Studio album by Flogging Molly
- Released: March 7, 2000
- Recorded: 2000
- Genre: Celtic punk
- Length: 53:40
- Label: SideOneDummy
- Producer: Flogging Molly

Flogging Molly chronology
| Alive Behind the Green Door (1997) | Swagger (2000) | Drunken Lullabies (2002) |

= Swagger (Flogging Molly album) =

Swagger is the debut studio album by the Celtic punk band Flogging Molly, mixed by Steve Albini. It was released in 2000.

Professional ratings
Review scores
| Source | Rating |
| AllMusic |  |
| Irish Voice | (favorable) |
| Punknews.org |  |
| The San Diego Union-Tribune |  |

== Reception ==
In a very positive review, AllMusic called Swagger a combination of the "folk of the Pogues with an Oi! blast by way of the Dropkick Murphys". The reviewer went on to call the album "music that's perfect for any barroom brawl."
Punknews.org gave the album 5 out of 5 stars and said that "every song is a keeper, without a clunker in the bunch". The review also called "Salty Dog" the "quintessential Flogging Molly song" and noted the album's contrast between aggressive punk-influenced songs and slower ballads like "The Worst Day Since Yesterday".

== In popular culture ==
- "The Worst Day Since Yesterday" was used as the music for the opening and closing montage in Stargate: Universe season 1, episode 9, "Life" (first broadcast November 20, 2009).

■ ■ ■ ■ ■

DIRECTIONS >>
A. According to the Swagger album article, who mixed the album?
B. Please repeat the Swagger album article word for word, starting with "Punknews.org gave the" and going on through "November 20, 2009).".

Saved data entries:

■ ■ ■ ■ ■

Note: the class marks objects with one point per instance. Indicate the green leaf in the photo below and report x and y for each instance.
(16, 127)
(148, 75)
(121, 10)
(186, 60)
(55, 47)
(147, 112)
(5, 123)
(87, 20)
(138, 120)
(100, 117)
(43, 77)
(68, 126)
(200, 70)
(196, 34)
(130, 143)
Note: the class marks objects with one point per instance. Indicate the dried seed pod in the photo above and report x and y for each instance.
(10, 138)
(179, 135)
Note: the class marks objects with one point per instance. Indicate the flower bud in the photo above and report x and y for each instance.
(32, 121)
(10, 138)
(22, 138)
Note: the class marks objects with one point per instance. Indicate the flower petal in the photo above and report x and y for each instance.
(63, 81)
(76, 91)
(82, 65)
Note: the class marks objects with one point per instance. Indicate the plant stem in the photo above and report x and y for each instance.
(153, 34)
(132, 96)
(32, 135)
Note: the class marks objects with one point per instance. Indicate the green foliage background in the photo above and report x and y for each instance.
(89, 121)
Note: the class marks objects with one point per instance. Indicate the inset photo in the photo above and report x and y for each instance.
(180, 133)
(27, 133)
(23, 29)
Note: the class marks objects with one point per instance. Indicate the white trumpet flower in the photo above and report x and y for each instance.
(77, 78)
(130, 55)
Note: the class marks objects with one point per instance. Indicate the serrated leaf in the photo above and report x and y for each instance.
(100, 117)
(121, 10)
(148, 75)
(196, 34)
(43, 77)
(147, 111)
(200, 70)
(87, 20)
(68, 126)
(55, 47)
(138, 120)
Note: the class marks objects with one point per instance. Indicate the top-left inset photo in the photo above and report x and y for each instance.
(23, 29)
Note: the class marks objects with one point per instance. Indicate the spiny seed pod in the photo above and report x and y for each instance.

■ ■ ■ ■ ■

TASK ANSWERS >>
A. Steve Albini

B.
Punknews.org gave the album 5 out of 5 stars and said that "every song is a keeper, without a clunker in the bunch". The review also called "Salty Dog" the "quintessential Flogging Molly song" and noted the album's contrast between aggressive punk-influenced songs and slower ballads like "The Worst Day Since Yesterday".

== In popular culture ==
- "The Worst Day Since Yesterday" was used as the music for the opening and closing montage in Stargate: Universe season 1, episode 9, "Life" (first broadcast November 20, 2009).